Extract to read:

*** Begin section ***

I only met one of my great-grandparents, because the rest died before I was born. In my younger years I didn’t spend much time thinking of them, but I find myself increasingly connected to them. One hundred years ago, my great-grandparents had school-aged children, as I do now. They were young adults, younger than I am now, with the responsibility for managing large households without modern conveniences. They lived at a time of World Wars and great societal change. They had resilience and strength, ambition and determination.

In spite of the difficulties of life at that time, they also had incredible joy and optimism, and their love of life and family is what is recalled most clearly by my parents’ generation, who knew them in the waning years of their lives.

Thinking about my great-grandparents now gives me a lot of hope for the future. Despite the hardness of life, they persevered and lived happy lives. This gives me hope that we will too.

May 7

When I was 37 years old, I had surgery to remove a benign thyroid nodule. Such nodules are quite common, and are not usually cancerous. My gynecologist, who discovered the nodule during an exam when I was 35, and ordered an ultrasound to get a closer look, told me that it was unlikely to be cancerous. However, she sent me to a general surgeon for a needle biopsy.

*** End section ***

Tasks for this exercise:
[1] In the excerpt, how old was the writer when the thyroid nodule was removed?
[2] Transcribe the excerpt word for word, starting with "I only met one" and going on through "of their lives.".
[3] List the qualities named in the excerpt's sentence that begins "They had resilience".

Data listing:
*** Begin section ***

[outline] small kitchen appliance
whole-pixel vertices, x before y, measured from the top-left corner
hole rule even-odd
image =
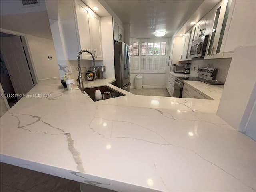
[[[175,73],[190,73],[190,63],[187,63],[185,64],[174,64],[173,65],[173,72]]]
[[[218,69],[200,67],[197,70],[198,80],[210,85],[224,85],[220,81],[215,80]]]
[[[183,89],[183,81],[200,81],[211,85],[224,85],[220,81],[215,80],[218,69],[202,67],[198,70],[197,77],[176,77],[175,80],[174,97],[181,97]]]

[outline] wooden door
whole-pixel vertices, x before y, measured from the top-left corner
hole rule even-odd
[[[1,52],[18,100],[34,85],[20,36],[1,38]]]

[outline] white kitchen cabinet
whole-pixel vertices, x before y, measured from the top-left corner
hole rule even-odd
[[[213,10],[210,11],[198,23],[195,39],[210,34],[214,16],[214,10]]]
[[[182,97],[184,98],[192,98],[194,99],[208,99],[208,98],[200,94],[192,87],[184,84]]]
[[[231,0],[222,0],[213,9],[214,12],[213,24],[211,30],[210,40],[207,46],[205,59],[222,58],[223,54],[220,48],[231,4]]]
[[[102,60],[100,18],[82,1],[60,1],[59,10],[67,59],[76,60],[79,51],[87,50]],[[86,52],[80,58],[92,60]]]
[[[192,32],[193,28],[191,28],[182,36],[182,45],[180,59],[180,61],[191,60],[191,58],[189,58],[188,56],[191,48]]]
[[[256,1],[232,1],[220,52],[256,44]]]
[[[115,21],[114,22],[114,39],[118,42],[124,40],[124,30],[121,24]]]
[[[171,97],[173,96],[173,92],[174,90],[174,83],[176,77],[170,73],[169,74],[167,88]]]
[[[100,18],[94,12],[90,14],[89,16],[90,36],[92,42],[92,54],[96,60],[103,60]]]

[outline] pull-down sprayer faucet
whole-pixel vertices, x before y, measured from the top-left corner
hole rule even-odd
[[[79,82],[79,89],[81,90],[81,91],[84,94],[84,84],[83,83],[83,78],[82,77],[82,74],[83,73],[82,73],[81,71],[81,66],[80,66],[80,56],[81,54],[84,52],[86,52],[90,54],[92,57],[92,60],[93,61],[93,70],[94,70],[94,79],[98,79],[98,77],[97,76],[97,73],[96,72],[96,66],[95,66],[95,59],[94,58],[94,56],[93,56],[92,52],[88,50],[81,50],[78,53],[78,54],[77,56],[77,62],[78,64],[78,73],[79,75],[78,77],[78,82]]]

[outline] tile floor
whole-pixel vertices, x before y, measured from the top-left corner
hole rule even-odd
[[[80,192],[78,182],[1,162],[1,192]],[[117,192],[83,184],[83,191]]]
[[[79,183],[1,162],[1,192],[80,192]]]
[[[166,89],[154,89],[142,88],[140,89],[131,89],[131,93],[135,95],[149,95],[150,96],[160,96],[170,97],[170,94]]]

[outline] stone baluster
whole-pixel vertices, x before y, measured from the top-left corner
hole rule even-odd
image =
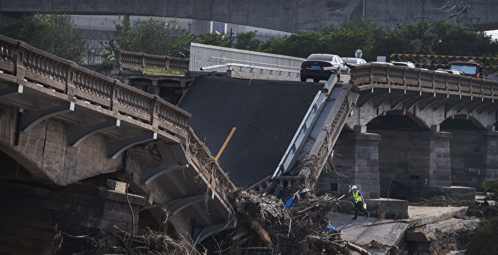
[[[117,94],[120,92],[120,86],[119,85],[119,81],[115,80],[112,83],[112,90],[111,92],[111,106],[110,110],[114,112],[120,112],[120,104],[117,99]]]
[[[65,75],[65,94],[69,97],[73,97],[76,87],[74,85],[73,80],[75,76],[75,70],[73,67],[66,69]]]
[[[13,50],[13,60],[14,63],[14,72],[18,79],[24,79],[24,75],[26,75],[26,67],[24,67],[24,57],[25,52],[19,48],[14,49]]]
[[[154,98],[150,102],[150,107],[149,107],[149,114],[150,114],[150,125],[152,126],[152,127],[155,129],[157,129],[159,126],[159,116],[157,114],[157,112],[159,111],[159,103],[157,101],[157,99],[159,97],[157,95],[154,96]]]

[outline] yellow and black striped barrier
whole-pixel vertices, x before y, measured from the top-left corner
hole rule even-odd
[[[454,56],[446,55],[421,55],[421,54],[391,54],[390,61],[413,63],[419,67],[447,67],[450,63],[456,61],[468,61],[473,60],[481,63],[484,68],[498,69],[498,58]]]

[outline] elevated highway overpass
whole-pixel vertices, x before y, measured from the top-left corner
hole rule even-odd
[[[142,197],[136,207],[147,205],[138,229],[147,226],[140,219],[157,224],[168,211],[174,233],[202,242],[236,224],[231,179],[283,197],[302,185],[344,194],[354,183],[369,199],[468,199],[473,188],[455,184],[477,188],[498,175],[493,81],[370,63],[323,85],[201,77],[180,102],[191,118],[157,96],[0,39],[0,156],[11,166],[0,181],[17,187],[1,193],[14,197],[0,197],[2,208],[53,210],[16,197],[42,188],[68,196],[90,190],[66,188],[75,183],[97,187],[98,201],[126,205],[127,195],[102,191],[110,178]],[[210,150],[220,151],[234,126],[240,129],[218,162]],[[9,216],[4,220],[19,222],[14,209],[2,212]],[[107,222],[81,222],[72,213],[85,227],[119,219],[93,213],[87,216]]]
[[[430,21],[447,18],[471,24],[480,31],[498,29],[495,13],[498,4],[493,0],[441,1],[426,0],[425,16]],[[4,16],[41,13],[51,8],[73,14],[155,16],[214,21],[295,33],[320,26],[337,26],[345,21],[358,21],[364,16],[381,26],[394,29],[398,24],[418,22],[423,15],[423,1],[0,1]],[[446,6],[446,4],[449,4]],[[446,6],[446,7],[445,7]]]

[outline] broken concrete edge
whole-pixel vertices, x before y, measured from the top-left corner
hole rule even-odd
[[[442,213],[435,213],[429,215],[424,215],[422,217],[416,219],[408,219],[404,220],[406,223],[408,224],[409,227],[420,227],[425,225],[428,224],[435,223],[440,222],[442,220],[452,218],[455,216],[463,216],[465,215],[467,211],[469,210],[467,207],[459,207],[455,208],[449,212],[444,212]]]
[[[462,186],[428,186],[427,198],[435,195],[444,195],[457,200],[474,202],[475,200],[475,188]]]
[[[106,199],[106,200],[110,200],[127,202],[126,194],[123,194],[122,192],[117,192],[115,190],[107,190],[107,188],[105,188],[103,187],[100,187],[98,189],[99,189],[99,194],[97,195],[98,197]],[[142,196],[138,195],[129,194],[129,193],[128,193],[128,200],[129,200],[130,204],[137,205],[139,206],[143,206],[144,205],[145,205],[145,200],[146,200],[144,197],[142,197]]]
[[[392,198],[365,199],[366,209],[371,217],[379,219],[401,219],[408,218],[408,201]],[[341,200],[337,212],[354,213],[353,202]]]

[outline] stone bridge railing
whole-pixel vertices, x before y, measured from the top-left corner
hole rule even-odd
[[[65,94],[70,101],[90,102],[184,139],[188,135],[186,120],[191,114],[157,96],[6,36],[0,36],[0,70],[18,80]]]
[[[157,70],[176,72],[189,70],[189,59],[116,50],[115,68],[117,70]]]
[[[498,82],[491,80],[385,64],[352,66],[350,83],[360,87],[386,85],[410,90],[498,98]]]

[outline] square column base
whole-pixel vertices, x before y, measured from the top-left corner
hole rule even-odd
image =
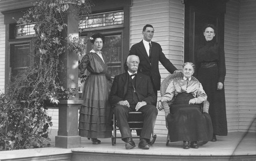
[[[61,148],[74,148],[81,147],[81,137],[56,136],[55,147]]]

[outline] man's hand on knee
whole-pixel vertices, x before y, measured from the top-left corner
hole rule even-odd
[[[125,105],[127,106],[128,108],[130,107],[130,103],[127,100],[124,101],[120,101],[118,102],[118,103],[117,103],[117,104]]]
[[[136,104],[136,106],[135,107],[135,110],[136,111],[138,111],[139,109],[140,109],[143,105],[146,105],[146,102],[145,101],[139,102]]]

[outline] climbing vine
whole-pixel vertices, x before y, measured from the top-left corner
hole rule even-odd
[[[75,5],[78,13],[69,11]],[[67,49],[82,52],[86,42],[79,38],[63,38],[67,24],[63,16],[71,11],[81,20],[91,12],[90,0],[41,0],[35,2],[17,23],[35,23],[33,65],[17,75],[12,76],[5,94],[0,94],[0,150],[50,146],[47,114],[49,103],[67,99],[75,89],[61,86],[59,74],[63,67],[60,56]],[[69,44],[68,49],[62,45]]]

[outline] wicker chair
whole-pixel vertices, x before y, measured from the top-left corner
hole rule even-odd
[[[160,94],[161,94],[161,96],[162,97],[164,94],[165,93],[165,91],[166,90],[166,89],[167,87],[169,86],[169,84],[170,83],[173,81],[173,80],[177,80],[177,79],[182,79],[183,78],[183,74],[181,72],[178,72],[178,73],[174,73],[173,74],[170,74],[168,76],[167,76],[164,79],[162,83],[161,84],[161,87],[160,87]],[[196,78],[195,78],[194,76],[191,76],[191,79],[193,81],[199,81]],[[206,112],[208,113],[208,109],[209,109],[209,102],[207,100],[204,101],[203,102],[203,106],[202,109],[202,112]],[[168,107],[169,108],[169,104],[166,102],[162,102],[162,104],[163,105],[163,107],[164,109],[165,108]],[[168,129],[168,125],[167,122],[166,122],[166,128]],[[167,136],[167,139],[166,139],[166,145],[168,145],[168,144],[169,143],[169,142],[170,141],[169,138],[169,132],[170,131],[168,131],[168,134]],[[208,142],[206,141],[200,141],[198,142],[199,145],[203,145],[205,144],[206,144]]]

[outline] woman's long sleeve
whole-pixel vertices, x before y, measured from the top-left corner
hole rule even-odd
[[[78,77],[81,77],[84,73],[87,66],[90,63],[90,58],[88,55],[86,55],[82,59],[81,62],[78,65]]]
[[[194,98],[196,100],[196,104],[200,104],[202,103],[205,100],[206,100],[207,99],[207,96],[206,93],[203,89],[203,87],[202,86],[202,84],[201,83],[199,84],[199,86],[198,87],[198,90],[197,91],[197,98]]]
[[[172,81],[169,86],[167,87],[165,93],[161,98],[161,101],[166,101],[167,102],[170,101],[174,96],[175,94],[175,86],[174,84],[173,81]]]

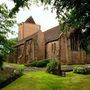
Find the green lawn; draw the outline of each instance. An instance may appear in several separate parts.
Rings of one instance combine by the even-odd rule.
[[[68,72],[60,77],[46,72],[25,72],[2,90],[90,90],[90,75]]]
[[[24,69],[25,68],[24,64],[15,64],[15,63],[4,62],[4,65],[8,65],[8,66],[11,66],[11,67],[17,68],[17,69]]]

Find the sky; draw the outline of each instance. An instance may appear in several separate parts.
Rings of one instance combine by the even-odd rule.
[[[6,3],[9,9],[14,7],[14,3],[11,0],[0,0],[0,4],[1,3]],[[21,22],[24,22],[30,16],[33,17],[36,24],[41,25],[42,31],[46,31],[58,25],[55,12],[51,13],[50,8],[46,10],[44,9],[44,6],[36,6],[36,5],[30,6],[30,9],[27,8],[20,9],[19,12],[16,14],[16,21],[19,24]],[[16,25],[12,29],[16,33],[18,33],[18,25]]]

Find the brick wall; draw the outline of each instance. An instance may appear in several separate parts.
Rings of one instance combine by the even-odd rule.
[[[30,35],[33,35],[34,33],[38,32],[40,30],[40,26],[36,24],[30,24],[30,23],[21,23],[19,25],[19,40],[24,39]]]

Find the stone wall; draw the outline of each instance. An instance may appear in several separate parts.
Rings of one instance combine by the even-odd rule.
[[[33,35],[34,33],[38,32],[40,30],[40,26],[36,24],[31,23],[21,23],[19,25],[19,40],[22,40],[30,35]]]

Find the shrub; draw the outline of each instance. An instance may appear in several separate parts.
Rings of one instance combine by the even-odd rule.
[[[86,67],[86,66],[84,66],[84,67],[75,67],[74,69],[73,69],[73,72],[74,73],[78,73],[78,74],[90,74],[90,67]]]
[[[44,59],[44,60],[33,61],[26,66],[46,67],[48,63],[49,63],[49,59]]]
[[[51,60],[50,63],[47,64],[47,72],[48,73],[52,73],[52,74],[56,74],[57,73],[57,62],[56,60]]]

*** End section ***

Responses for each task:
[1] 37 years old.

[2]
I only met one of my great-grandparents, because the rest died before I was born. In my younger years I didn’t spend much time thinking of them, but I find myself increasingly connected to them. One hundred years ago, my great-grandparents had school-aged children, as I do now. They were young adults, younger than I am now, with the responsibility for managing large households without modern conveniences. They lived at a time of World Wars and great societal change. They had resilience and strength, ambition and determination.

In spite of the difficulties of life at that time, they also had incredible joy and optimism, and their love of life and family is what is recalled most clearly by my parents’ generation, who knew them in the waning years of their lives.

[3] Resilience, strength, ambition, determination